Updated: 06-Dec-2000 NATO Review

Web edition
Vol. 47 - No. 3
Autumn 1999
p. 20-23

Reconstructing Kosovo:
On the right track - but where does it lead?

Matthias Rueb
South-east Europe Correspondent,
Frankfurter Allgemeine Zeitung

Mr. Rueb argues that the response by NATO and the international community to the Kosovo crisis has been both a success and a failure. Most of the refugees have returned and KFOR has managed to restore order, but it remains to be seen whether the web of international organisations responsible for re-establishing civilian structures in Kosovo will work in harmony or at loggerheads. In the final analysis, he contends, a comprehensive regional approach, as foreseen by the Stability Pact, backed up by the threat of force, is the only way to ensure lasting peace in Kosovo and in the Balkans as a whole.

The balance sheet of success and failure

Tens of thousands of Kosovar Albanian refugees return to Kosovo in a 20 km long convoy of tractors and cars, along the narrow road leading from the northern Albanian town of Kukes on 16 June, only days after NATO-led KFOR troops began securing the province.

···

*Exercise tasks*
1/ In the article on reconstructing Kosovo, how long was the convoy of returning refugees?
2/ Based on the article on reconstructing Kosovo, is each statement below true? Answer yes or no, and quote the words from the article that decide it.
(a) Most of the refugees have gone back.
(b) The author believes the regional approach should work without any threat of force.
(c) The convoy left Kukes on 16 June.
3/ Continue the article on reconstructing Kosovo, starting after its last sentence.

*Available data*
···

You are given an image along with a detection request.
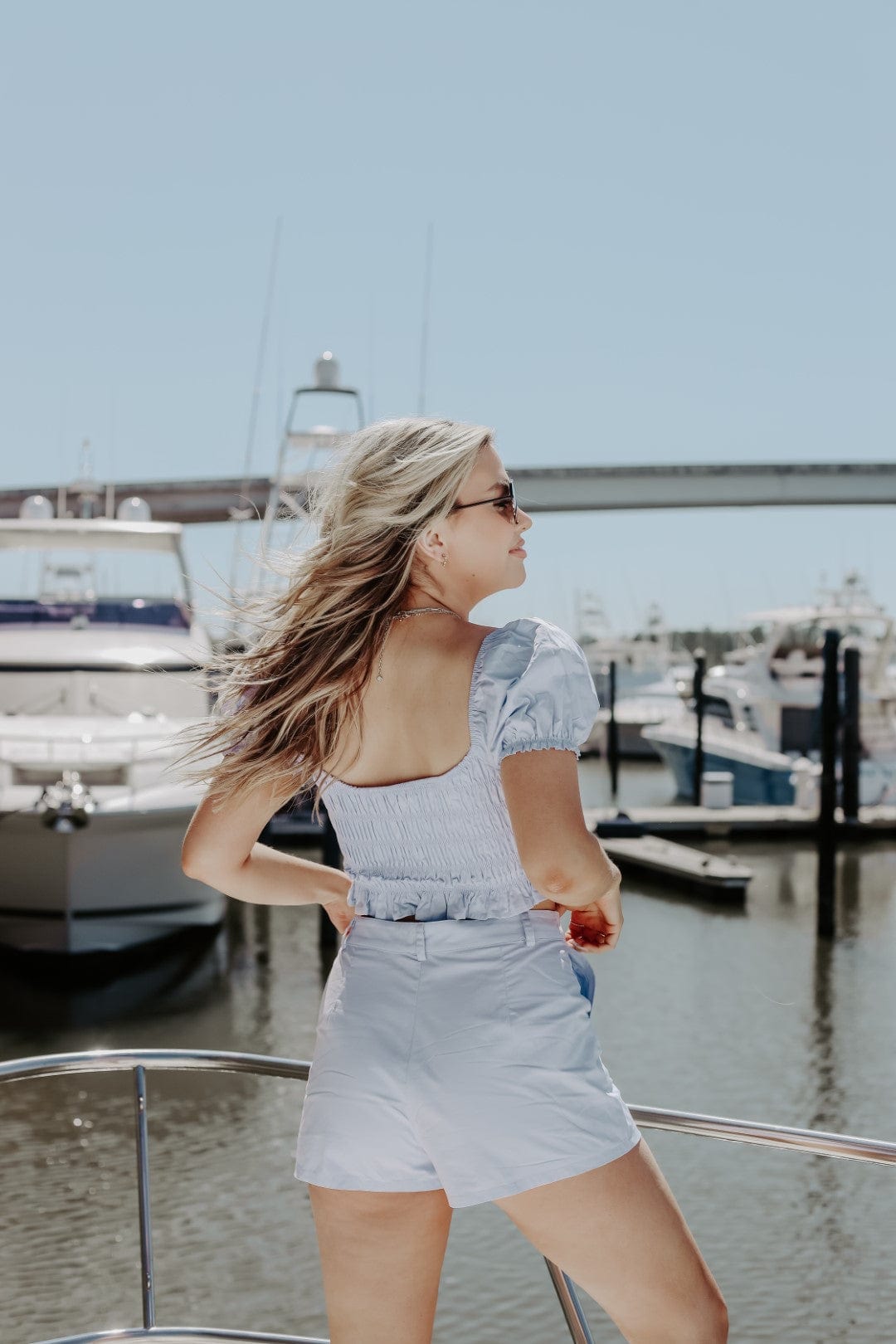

···

*Exercise responses*
1/ About 20 km long.

2/
(a) Yes: "Most of the refugees have returned"
(b) No: "a comprehensive regional approach, as foreseen by the Stability Pact, backed up by the threat of force"
(c) Yes: "from the northern Albanian town of Kukes on 16 June"

3/
(Reuters photo - 67Kb)

One reason to consider NATO's air campaign against the Federal Republic of Yugoslavia a success is the mass return home of the Kosovar Albanian refugees. No sooner had the first troops of the NATO-led international security force (KFOR) moved into Kosovo on 12 June than the refugees started flooding back. By early September, more than 95 per cent of those who had been driven from the country or displaced within Kosovo had returned to their homes - a speed of repatriation unmatched in twentieth-century Europe.

Yet NATO failed in its declared aim of preventing a humanitarian disaster - genocide and expulsion - in Kosovo. A military objective of this kind cannot be achieved by air strikes alone, but only if ground troops are also used. It is true that the withdrawal of all Yugoslav troops and the arrival of KFOR created conditions in Kosovo where the effects of genocide and persecution could be at least partially reversed. Houses, roads and bridges are being repaired, and those driven from the country have been able to return. But, the loss of human life is something that cannot be put right. The fact that thousands of Kosovar Albanian civilians were killed by Serb soldiers and paramilitaries means that the "balance sheet" of the NATO and KFOR commitment in Kosovo will always be negative.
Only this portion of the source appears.